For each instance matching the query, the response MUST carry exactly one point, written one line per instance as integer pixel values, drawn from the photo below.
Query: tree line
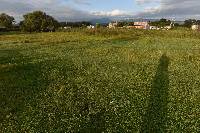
(36, 21)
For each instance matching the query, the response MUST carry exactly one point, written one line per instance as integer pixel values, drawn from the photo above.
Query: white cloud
(112, 13)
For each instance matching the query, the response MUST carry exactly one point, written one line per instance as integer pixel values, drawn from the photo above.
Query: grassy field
(100, 81)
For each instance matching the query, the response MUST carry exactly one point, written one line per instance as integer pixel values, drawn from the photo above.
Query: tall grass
(101, 80)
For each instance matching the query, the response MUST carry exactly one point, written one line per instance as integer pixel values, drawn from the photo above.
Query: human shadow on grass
(154, 121)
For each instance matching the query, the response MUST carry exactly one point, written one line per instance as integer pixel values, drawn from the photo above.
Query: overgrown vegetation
(100, 80)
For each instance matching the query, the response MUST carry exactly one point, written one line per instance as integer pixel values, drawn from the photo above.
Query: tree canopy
(6, 20)
(38, 21)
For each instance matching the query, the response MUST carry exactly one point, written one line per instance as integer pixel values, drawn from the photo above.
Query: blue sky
(90, 9)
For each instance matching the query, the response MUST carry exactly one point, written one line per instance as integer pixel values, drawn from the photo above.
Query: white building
(113, 24)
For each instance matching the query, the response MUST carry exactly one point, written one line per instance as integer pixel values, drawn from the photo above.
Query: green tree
(39, 21)
(6, 20)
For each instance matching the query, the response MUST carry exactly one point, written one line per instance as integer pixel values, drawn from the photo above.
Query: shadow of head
(164, 62)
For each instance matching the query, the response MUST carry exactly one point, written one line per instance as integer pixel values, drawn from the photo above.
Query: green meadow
(101, 80)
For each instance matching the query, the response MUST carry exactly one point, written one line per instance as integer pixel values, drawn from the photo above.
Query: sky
(78, 10)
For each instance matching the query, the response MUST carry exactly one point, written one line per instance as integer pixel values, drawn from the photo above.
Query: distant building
(154, 28)
(113, 25)
(169, 27)
(142, 25)
(90, 27)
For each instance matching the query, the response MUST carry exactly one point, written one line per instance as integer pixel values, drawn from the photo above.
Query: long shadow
(154, 121)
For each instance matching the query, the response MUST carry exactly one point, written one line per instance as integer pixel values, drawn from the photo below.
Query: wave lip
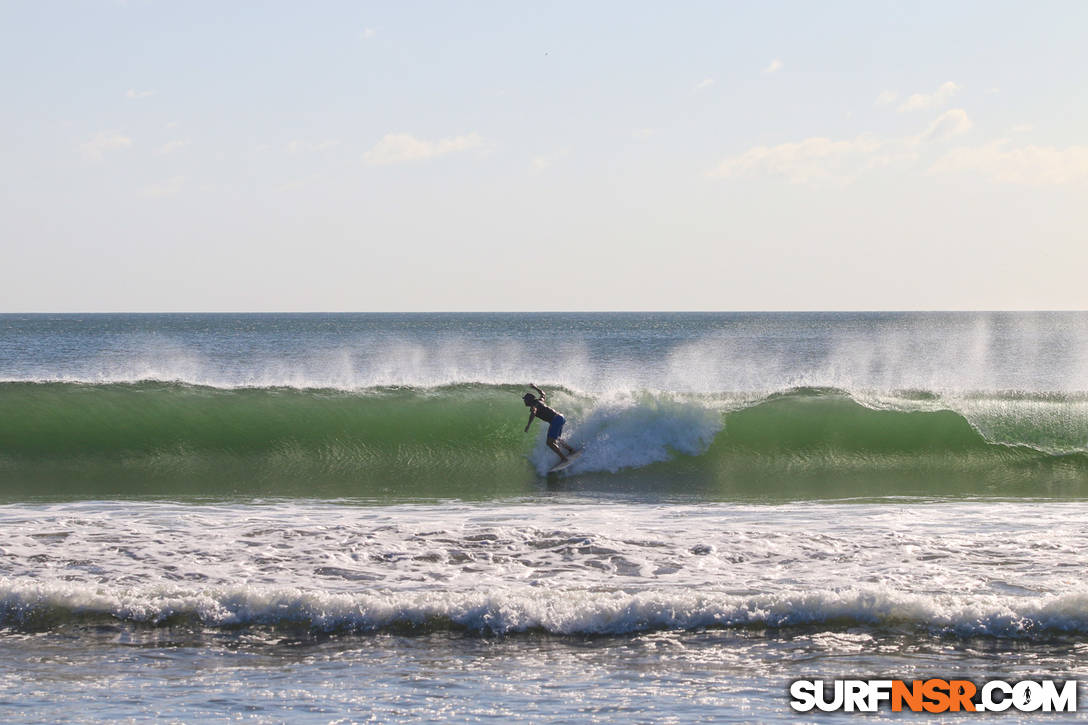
(160, 438)
(512, 611)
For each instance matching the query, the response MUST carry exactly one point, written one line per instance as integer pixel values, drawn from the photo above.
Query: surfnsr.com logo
(934, 696)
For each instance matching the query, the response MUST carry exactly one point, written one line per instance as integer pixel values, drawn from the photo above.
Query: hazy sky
(507, 156)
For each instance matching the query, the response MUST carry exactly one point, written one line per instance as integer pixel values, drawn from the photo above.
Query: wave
(467, 440)
(505, 611)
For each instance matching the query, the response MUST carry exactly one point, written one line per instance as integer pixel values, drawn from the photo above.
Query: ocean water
(338, 517)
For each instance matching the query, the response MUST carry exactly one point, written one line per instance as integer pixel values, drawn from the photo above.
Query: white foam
(566, 612)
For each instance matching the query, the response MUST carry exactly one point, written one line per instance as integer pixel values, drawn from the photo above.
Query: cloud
(162, 189)
(936, 99)
(821, 160)
(172, 147)
(1036, 166)
(309, 147)
(546, 161)
(948, 124)
(97, 147)
(887, 98)
(812, 160)
(402, 148)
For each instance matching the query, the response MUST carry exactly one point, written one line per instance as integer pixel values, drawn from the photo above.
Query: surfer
(552, 417)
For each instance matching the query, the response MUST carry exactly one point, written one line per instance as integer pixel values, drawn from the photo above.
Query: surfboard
(563, 464)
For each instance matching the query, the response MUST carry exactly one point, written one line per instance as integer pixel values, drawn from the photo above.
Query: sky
(560, 156)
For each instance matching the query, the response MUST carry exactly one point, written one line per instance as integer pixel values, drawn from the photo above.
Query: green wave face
(467, 442)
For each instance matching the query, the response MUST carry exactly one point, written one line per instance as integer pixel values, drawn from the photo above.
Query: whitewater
(312, 517)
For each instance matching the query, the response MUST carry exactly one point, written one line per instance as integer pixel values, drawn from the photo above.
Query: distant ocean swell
(156, 437)
(509, 610)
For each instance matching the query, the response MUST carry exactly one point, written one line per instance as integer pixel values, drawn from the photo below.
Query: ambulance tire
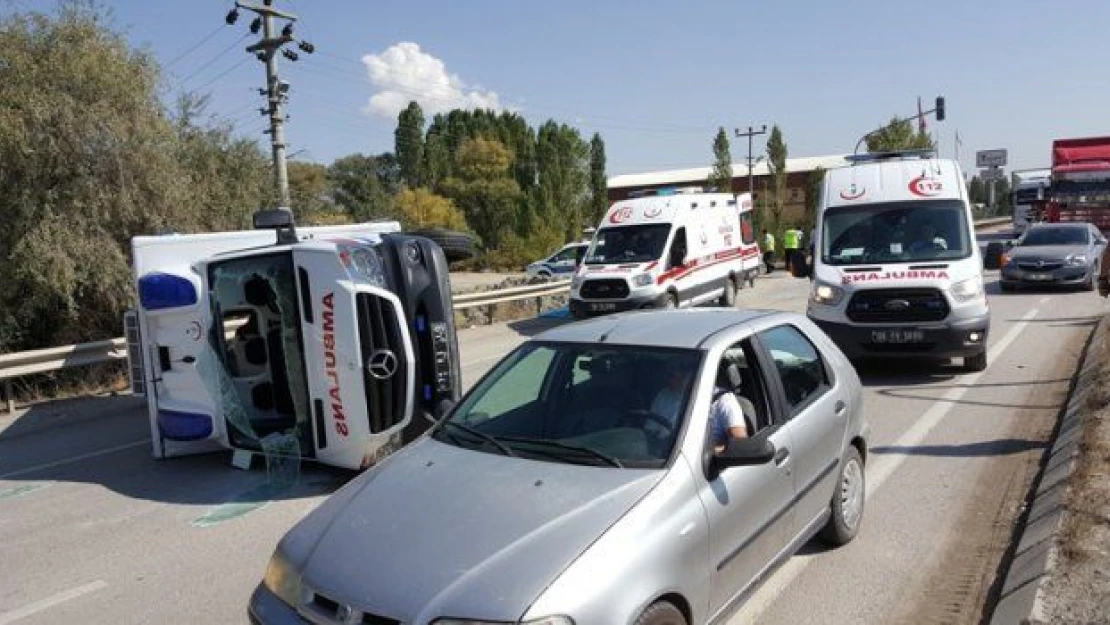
(977, 362)
(456, 245)
(728, 298)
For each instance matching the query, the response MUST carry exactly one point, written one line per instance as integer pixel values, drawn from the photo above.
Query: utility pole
(266, 49)
(750, 133)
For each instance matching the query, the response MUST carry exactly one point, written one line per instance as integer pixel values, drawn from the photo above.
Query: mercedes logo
(382, 364)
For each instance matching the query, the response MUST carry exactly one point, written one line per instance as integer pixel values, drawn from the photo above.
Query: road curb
(1022, 592)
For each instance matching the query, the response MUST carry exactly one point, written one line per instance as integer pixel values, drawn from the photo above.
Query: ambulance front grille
(384, 364)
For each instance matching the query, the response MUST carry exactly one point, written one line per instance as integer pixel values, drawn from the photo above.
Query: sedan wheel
(847, 507)
(662, 613)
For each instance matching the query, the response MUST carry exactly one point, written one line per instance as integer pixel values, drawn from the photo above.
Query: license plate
(897, 335)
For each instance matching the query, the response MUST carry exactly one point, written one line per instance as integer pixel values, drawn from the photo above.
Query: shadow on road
(998, 447)
(935, 393)
(106, 441)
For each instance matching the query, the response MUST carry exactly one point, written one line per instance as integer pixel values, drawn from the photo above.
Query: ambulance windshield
(256, 338)
(628, 244)
(896, 232)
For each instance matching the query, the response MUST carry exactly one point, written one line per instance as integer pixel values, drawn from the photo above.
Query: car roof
(654, 329)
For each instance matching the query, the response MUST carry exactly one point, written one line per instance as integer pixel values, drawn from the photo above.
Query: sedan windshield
(896, 232)
(1055, 237)
(617, 406)
(628, 244)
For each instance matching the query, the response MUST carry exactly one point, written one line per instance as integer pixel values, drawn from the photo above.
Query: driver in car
(726, 416)
(927, 240)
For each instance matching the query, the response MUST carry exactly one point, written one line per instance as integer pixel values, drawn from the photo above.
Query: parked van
(323, 343)
(667, 251)
(897, 271)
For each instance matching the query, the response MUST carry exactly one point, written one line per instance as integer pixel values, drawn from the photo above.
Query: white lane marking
(878, 472)
(61, 597)
(74, 459)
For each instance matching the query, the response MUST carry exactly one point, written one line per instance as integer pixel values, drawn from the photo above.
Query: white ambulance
____________
> WHAT THE TASK ASKS:
Give back the material above exactly as written, but omit the images.

> TASK OUTPUT:
For each instance matching the query, the response MUST carry exactly one point, written one line per instance as integer pixel values, drawn from the photo below.
Query: tree line
(36, 21)
For each instance matching the query, the response MUST carry exactly one point, written one line per instance as integer pixel values, drawn from the photo above.
Query: white cloud
(112, 13)
For each instance matching the query, the response MUST carry exactly one point, written one line per instance as integer pixel values, drawn from the photo above.
Query: grassy field
(100, 81)
For each instance matching the query, the response MUST carry exactly one point, written one line per instance as integer pixel values, drawn from the photo above.
Query: tall grass
(101, 80)
For each instance matching the query, the response MUST carry exactly one point, written one line per instance as integer pixel values, drawn from the photo above.
Query: human shadow on grass
(154, 121)
For each instance matching the query, the response MUST carry exactly one point, written one line per instance as integer pixel values, drawn from the photo above.
Query: overgrown vegetation
(100, 80)
For each instance matching the query, the response MUST carry exactly one point, written one line per instance as integer pixel values, drawn from the photo above.
Query: tree canopy
(6, 20)
(38, 21)
For each instance matching the query, the response MUST carry exactly one point, written one line per instance as integer pixel values, drawn from the photo above.
Query: blue sky
(90, 9)
For each instance matching the query, the response MUST carry exactly one point, written one line per instance as integer pixel values, drawn from the photo above.
Query: white building
(113, 24)
For each instance matching the query, the response MUST carry exactly one point, written one line per instance as integer pixel values, drawn from the photo above.
Query: green tree
(39, 21)
(6, 20)
For each instance matching the query, the response MUST carry exactly one point, written one line per instance as integer pixel values, drawn from the photo above.
Query: shadow of head
(164, 62)
For each instance matching the query, the response MUST carry exactly one point, written one line per instance as integer pixel values, drawn from the photo above.
Query: green meadow
(101, 80)
For each instance matching the query, the response MUST carry exactly one point, written one line per instance as integer pixel values, drawn from the photo above.
Query: sky
(78, 10)
For each instance matching the query, the response MUST carry exactly one point, written one line per instance as integer pixel values, drawn from the photo above.
Query: distant building
(154, 28)
(113, 25)
(169, 27)
(142, 25)
(90, 27)
For each instance matching the query, the response MUST carry exactly one point, written one line per instance as integer pixel values, drawn from the photo above.
Query: long shadow
(154, 121)
For each instance matching the query, the response MUST carry exactly one point, written one line per instance as integer pixel values, drawn from the photo below.
Query: wave lip
(160, 438)
(512, 611)
For each instance matching the query, the response MUST carry exactly one point, written one line per instance as integer pixel values, drawn from the photo above.
Query: surfnsr.com logo
(934, 696)
For each instance matching the query, the response MUST carry exactly one point, written one line per instance as integer pixel values, drawn from the photo above.
Query: hazy sky
(507, 156)
For each instance matching the query, the response MUST carry exactly one point, written one line per instance as integer pixel values, drawn from the photo above.
Query: wave
(467, 440)
(505, 611)
For each instance matching the query, the response MUST carry exactly one point, written one line per instance as integer pixel values, drawn from the photo above.
Query: ocean water
(338, 517)
For each instance matching the query, the response MUST carry exactly one point, written one line per instance as integer pixel values, drawn from the photo above.
Query: white foam
(566, 612)
For each instance matching the query, the response MUST carry exactly one point, written one line per instance as integer pixel values, drawn from the photo above.
Query: cloud
(162, 189)
(936, 99)
(821, 160)
(172, 147)
(1036, 166)
(309, 147)
(546, 161)
(948, 124)
(97, 147)
(887, 98)
(812, 160)
(402, 148)
For each instance matching the query, the response MUST carry exactly one point, written one line per instance as integer pixel values, drawn from the photo above.
Query: surfer
(552, 417)
For each instance matching the query, the response MUST carry exactly one point, written one line per instance as integer pixel values, drawn from the photo above.
Query: surfboard
(563, 464)
For each instance matching the query, the response MUST carry exactly one point, written one line per instance as integer pixel values, drawn from the photo above.
Query: sky
(560, 156)
For each instance matching the query, the response MUST carry exactly one point, written one line per instance as integer pixel values, drawn from the photo above.
Query: green wave face
(467, 442)
For each instance matching the query, the response MUST carry exactly one point, written one line per instance as integer pixel values, drawn from the photo above.
Query: whitewater
(312, 517)
For each instance matching the query, the response MUST carry exactly one point, written one line per instance as integer pixel values, drawn from the photo above.
Query: distant ocean swell
(156, 437)
(509, 610)
For each instance matching the query, the response MUST carry exactly one point, written one line per instance as integer pixel values, drawn from the photo below.
Query: ambulance tire
(977, 362)
(456, 245)
(728, 298)
For each instance matching the query, the response MUST carry exactly one point, written one line per instance as integer pixel values, drawn from the photo above.
Query: utility pole
(266, 49)
(750, 133)
For each instance matching the query, the response MUST carry exactly one point, written one line per instance as integer pixel values, drawn from the photo above.
Query: mercedes logo
(382, 364)
For each instance matching the query, the response MUST carry exactly one point, written one line per instance as integer pixel values, drawn from the photo above.
Query: road curb
(1022, 592)
For each instance matching the query, the response MUST carry exactly one point, written one line per instance as integer pixel values, drawn from the photo above.
Query: ambulance front grille
(384, 364)
For each instance matching the query, the response MUST carry exactly one point, written one line per instance as integer pixel values, drawn from the photo above.
Query: sedan wheel
(847, 507)
(662, 613)
For each instance matching the query, the response MUST carry exactly one point, written one line per instance as integer pixel values, drawn from the photo above.
Query: license plate
(897, 335)
For each instance matching the query, the response MUST carry exactly one point, written one line per instance as integer pixel values, drawn from the photo above.
Query: shadow on road
(998, 447)
(935, 393)
(106, 441)
For each instance matching the query, the response MUST carry exactly one point, written one line per instance as integer pixel values, drawn from the photo above.
Query: ambulance windshield
(256, 338)
(628, 244)
(896, 232)
For each instance matching the query, the response MUST carry exactly one point, written one line per instance as integer pixel values, drawn from the photo above.
Query: car roof
(654, 329)
For each instance matching the query, the response MUST carry exactly one point, written one line per instance as integer pixel values, drawn from the photo above.
Query: sedan windshield
(896, 232)
(1055, 237)
(617, 406)
(628, 244)
For each instance matching the query, the response MUST carry exactly one point, written one line per instance as integer pixel values, drawn from the photo above.
Query: driver in car
(726, 416)
(927, 240)
For each instance matching the query, the response MUST carry exactly one point, written one line per instance as integer pixel values, drawn from the photo above.
Query: parked van
(323, 343)
(667, 251)
(897, 271)
For each instance matching the query, the response MUST carry exactly one point, written one line per instance as integer pixel values, drawn from the photo above.
Query: white lane marking
(878, 472)
(61, 597)
(74, 459)
For each instance matching the query, the response MUST carry exactly one point, written one line per instance as integer pixel values, drawn from the photo above.
Query: white ambulance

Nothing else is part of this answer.